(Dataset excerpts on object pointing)
-------------------------
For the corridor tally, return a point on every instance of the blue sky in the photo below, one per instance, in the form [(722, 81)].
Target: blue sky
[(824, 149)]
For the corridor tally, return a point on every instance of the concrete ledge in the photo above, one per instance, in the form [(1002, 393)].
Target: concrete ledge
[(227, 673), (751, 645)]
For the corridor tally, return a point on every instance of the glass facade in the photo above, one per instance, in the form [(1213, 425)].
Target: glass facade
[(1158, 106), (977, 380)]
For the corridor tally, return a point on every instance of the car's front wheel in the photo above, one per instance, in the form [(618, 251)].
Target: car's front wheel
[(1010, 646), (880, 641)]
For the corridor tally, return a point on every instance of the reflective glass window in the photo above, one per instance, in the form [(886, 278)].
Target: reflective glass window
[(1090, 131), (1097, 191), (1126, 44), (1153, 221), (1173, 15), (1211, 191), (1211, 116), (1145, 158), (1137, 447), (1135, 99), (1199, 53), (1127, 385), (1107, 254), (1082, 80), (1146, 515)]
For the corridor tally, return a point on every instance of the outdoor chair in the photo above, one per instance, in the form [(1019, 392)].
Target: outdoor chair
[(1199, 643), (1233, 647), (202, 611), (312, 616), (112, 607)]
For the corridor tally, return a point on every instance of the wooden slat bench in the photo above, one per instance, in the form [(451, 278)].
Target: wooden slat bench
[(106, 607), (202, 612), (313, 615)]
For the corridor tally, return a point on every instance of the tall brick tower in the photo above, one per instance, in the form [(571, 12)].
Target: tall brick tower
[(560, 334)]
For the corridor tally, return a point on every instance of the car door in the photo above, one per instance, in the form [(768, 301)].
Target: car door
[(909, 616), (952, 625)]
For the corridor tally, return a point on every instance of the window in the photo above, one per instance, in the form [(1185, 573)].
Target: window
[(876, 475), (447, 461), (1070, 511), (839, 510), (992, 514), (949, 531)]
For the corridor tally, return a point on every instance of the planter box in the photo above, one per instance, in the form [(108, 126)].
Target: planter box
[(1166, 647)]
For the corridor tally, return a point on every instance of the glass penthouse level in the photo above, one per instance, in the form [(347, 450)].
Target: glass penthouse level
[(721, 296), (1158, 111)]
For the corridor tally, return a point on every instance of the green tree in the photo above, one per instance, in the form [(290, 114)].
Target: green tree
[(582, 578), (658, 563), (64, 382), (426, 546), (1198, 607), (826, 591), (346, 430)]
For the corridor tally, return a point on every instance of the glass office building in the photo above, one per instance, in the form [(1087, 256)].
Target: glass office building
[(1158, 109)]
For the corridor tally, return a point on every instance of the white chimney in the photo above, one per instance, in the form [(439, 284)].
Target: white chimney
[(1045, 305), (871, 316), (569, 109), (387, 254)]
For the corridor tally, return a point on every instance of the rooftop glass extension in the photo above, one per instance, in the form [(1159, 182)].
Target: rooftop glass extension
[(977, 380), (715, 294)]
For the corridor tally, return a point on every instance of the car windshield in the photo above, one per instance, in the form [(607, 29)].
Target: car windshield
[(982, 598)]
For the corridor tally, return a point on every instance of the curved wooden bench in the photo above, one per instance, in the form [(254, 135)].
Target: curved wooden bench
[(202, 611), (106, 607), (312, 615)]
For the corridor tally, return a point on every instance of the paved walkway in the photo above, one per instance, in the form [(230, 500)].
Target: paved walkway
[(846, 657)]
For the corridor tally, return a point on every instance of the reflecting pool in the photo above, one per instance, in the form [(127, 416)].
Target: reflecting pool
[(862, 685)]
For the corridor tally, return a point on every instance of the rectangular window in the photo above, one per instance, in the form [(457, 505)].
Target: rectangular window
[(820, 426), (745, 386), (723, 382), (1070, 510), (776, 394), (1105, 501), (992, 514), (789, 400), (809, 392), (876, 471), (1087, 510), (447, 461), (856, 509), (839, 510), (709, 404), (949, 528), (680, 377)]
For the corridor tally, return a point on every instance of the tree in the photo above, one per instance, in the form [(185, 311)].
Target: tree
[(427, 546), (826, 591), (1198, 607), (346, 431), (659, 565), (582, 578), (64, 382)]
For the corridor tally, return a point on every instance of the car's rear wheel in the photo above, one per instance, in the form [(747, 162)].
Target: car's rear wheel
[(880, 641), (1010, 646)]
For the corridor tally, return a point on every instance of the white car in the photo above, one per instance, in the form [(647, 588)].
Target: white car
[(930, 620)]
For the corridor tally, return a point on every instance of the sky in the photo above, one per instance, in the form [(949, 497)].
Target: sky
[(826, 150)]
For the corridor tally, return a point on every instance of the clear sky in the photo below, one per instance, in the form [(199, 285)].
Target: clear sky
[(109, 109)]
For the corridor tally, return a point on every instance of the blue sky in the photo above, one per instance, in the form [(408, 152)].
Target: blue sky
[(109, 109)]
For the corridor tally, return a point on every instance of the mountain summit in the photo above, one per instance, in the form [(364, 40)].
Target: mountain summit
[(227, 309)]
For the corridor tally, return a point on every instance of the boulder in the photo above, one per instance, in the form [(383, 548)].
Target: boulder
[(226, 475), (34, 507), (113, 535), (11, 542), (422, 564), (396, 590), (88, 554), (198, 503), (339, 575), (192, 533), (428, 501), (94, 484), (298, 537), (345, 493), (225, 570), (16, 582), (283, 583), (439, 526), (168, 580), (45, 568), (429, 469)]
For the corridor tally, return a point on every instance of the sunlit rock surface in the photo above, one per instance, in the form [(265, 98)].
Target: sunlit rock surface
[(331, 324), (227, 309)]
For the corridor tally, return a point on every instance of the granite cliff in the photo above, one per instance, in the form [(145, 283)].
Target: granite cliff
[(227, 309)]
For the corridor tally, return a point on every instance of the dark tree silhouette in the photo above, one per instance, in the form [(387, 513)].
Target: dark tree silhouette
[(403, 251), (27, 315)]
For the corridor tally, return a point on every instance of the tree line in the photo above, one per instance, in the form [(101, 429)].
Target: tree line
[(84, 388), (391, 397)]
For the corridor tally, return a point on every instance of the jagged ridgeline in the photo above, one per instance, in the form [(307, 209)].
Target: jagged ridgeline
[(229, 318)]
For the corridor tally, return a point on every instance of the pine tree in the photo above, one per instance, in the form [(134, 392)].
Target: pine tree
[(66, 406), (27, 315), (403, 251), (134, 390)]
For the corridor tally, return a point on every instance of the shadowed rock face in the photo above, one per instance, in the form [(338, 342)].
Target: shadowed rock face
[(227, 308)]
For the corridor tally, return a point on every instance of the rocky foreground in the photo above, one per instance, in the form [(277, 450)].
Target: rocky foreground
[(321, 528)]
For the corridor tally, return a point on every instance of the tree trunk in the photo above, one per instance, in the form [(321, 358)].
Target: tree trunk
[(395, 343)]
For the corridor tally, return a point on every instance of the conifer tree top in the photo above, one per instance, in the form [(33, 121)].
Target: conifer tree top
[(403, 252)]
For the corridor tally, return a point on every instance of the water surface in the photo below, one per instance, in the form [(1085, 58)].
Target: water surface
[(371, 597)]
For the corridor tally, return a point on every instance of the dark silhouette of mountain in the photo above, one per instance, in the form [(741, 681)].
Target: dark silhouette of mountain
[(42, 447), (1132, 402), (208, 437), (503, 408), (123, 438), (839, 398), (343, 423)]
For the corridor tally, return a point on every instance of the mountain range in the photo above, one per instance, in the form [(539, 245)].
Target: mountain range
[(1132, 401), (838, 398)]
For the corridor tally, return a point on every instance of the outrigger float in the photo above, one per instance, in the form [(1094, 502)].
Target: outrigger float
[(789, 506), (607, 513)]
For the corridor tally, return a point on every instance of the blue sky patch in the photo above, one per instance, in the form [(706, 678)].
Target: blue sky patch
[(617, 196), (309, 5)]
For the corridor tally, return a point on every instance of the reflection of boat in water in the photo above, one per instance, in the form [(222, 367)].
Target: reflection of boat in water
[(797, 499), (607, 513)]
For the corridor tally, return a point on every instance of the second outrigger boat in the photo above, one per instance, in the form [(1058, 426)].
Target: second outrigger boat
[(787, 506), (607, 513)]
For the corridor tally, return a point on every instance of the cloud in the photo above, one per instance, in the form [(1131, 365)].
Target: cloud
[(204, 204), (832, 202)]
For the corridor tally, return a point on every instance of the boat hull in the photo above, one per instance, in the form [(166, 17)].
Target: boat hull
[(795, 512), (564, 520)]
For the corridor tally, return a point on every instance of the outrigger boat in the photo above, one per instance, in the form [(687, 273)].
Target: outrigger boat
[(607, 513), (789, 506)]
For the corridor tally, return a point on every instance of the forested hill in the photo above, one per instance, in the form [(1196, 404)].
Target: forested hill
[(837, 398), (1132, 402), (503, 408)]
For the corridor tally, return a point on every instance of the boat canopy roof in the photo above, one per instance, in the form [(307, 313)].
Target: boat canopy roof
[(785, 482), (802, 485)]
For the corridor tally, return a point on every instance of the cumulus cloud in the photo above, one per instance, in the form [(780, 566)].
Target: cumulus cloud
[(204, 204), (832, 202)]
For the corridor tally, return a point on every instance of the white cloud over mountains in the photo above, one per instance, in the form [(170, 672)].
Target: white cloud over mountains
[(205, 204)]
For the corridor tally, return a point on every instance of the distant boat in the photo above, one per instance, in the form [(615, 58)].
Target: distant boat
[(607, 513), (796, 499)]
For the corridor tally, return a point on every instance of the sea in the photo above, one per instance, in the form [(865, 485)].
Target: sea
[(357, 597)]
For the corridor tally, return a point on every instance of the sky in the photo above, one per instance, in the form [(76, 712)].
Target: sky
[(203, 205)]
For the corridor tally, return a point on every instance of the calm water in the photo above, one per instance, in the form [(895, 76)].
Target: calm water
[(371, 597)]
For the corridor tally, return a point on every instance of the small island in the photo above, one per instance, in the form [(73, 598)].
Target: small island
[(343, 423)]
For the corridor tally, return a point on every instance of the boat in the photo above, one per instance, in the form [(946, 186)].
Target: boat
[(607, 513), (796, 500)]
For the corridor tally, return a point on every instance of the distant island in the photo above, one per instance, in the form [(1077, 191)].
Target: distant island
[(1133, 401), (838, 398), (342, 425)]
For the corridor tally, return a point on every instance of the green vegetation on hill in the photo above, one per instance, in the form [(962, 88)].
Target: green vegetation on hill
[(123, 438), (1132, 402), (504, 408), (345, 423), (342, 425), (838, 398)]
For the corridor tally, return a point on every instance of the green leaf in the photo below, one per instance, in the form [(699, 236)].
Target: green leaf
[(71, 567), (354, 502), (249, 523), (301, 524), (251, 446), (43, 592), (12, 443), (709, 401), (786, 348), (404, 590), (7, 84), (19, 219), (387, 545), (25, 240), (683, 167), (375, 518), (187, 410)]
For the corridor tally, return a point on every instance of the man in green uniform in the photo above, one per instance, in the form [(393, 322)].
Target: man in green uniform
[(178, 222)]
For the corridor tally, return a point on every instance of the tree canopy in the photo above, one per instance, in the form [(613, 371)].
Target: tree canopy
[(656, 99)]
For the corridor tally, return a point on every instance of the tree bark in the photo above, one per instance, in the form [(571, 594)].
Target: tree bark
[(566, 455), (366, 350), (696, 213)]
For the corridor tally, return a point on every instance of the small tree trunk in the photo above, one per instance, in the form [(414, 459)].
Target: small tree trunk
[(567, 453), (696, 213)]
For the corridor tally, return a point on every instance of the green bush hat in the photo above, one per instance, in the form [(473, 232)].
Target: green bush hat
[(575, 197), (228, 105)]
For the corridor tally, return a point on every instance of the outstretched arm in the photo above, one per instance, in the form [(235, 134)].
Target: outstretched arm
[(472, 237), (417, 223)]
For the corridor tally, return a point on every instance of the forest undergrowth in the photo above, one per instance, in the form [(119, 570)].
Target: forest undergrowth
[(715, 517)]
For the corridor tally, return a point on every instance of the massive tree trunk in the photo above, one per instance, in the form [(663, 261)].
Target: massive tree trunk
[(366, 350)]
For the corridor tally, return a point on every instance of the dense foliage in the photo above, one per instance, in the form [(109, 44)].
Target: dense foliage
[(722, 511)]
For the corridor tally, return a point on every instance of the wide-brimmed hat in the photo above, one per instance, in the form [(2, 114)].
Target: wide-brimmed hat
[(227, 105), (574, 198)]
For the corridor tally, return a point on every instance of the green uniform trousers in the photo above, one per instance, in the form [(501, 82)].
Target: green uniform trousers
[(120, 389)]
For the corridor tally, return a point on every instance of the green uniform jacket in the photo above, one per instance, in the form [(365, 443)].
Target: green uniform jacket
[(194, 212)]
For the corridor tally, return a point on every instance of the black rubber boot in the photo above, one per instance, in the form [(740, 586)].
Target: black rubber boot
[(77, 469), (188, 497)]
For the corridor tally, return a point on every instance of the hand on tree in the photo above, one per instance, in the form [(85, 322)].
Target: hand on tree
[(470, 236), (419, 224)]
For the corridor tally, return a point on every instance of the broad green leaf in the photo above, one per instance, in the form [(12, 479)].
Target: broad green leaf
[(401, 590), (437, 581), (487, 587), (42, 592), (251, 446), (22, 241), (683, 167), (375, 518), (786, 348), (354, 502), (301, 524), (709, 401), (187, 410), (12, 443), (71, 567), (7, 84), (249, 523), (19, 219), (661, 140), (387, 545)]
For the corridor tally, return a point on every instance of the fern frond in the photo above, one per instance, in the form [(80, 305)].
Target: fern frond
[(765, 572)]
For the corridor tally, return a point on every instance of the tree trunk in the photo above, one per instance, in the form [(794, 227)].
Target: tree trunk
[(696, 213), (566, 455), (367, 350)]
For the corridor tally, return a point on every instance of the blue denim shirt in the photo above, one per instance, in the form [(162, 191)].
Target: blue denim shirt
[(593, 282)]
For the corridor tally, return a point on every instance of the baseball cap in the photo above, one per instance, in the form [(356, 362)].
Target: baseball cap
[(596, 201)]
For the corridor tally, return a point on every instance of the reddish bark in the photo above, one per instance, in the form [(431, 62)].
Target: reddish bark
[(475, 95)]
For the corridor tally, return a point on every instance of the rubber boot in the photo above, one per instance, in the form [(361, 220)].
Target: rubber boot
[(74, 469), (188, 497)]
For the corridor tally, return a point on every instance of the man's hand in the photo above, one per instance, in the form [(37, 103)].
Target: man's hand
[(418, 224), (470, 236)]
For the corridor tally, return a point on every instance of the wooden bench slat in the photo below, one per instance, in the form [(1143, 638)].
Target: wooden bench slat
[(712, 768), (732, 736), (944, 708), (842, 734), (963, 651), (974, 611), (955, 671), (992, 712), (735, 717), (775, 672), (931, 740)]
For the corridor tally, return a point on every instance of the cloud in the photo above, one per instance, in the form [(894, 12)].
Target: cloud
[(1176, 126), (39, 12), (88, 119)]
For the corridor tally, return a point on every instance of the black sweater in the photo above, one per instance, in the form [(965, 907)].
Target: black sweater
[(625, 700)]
-------------------------
Instructions for the task ::
Copy out the entries starting with the line that contains "form [(1143, 638)]." and going on through the end of the entries. Replace "corridor tally" with "hallway count" and leave everything else unchanged.

The reply ::
For the hallway count, return a point on every instance of the wooden bench slat in the photo below, one per instance, in the form [(1143, 638)].
Target: wooden bench slat
[(712, 768), (732, 736), (944, 708), (842, 734), (963, 651), (974, 611), (955, 671), (992, 712), (735, 717), (775, 672), (931, 740)]
For the hallway count, return a point on every instance of the cloud in the photo above, one per instance, in the form [(894, 12)].
Target: cloud
[(1176, 126), (39, 12), (88, 119)]
For the hallway count, return a point on every instance of the black sweater in the photo above, one per instance, in the form [(965, 907)].
Target: black sweater
[(625, 700)]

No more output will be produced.